Print the records word for word from their first line through the line containing "108L104 120L107 119L107", including both of those lines. Leave the pictures out.

= = = =

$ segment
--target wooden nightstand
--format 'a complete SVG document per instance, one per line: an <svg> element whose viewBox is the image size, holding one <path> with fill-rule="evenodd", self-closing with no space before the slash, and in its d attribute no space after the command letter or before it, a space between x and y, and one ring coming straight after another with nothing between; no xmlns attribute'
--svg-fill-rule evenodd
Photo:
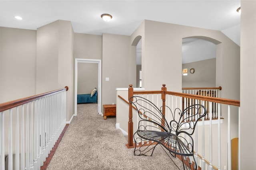
<svg viewBox="0 0 256 170"><path fill-rule="evenodd" d="M104 108L104 120L107 119L107 116L116 115L116 105L115 104L105 104L103 105Z"/></svg>

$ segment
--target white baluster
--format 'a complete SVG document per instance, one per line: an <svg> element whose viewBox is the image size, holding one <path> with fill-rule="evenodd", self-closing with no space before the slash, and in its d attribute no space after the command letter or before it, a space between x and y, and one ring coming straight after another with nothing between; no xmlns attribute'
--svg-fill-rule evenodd
<svg viewBox="0 0 256 170"><path fill-rule="evenodd" d="M205 101L204 100L202 101L202 105L205 106ZM207 107L206 107L207 108ZM202 109L202 108L201 108ZM201 110L201 114L203 114L202 110ZM203 117L202 120L202 158L201 161L201 165L202 170L205 169L206 162L204 160L204 117Z"/></svg>
<svg viewBox="0 0 256 170"><path fill-rule="evenodd" d="M218 104L218 169L220 170L221 169L221 152L220 150L220 104Z"/></svg>
<svg viewBox="0 0 256 170"><path fill-rule="evenodd" d="M210 111L210 133L209 133L209 149L210 149L210 165L209 166L209 170L213 170L212 168L212 115L213 113L212 112L212 102L209 102L209 108Z"/></svg>
<svg viewBox="0 0 256 170"><path fill-rule="evenodd" d="M238 169L240 170L240 107L238 107Z"/></svg>
<svg viewBox="0 0 256 170"><path fill-rule="evenodd" d="M231 135L230 134L230 106L228 105L228 169L231 170Z"/></svg>
<svg viewBox="0 0 256 170"><path fill-rule="evenodd" d="M31 152L30 152L30 145L29 145L29 107L28 106L28 103L27 104L27 109L26 109L26 169L28 169L30 167L30 163L29 162L30 160L30 154L31 154Z"/></svg>
<svg viewBox="0 0 256 170"><path fill-rule="evenodd" d="M36 102L35 102L35 111L34 111L34 113L35 113L36 111ZM34 155L34 153L35 153L35 149L34 149L34 146L35 146L35 143L34 143L34 142L35 141L34 141L34 128L35 128L34 127L35 127L35 126L34 125L34 116L33 116L33 114L34 113L34 112L33 111L33 104L34 102L31 102L31 106L30 106L30 109L31 109L31 111L30 111L30 166L29 166L28 168L33 168L34 167L34 158L35 157L35 156ZM35 114L35 113L34 113Z"/></svg>
<svg viewBox="0 0 256 170"><path fill-rule="evenodd" d="M195 104L197 104L198 103L198 100L197 99L195 100ZM196 120L197 120L198 119L198 115L196 115L195 117L195 119ZM196 164L198 165L198 129L197 127L197 126L196 126L196 128L195 129L195 144L194 145L194 146L195 147L195 159L196 160Z"/></svg>
<svg viewBox="0 0 256 170"><path fill-rule="evenodd" d="M16 140L15 147L15 168L20 169L20 134L19 132L19 109L16 107Z"/></svg>
<svg viewBox="0 0 256 170"><path fill-rule="evenodd" d="M34 114L34 167L35 168L37 168L38 164L38 120L39 102L39 100L36 100L35 103L35 114Z"/></svg>
<svg viewBox="0 0 256 170"><path fill-rule="evenodd" d="M12 111L11 109L9 110L10 111L9 122L9 162L8 168L10 170L12 168Z"/></svg>
<svg viewBox="0 0 256 170"><path fill-rule="evenodd" d="M25 132L24 123L24 105L22 106L21 115L21 169L25 169Z"/></svg>
<svg viewBox="0 0 256 170"><path fill-rule="evenodd" d="M1 135L1 141L0 141L0 150L1 155L4 155L4 112L0 112L0 122L1 125L0 127L0 135ZM5 169L5 156L1 156L0 158L0 164L1 164L1 170Z"/></svg>

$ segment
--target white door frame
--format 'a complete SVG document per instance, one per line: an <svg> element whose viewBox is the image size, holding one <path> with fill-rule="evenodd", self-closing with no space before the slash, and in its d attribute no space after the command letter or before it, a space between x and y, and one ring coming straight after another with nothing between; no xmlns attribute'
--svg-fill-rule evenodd
<svg viewBox="0 0 256 170"><path fill-rule="evenodd" d="M98 111L101 113L101 60L93 59L75 59L75 116L77 115L77 69L78 63L96 63L98 65Z"/></svg>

= = = =

Output of the task:
$ segment
--target wooden nightstand
--format 'a complete SVG document per instance, one per line: an <svg> element whose viewBox is the image size, holding one <path> with fill-rule="evenodd", self-closing with no space before the slash, and in its d attribute no space after the command letter or before it, a space between x and y, and one ring coming straight after another with nothing between; no xmlns attribute'
--svg-fill-rule evenodd
Photo:
<svg viewBox="0 0 256 170"><path fill-rule="evenodd" d="M104 108L104 120L107 119L107 116L116 115L116 105L115 104L105 104L103 105Z"/></svg>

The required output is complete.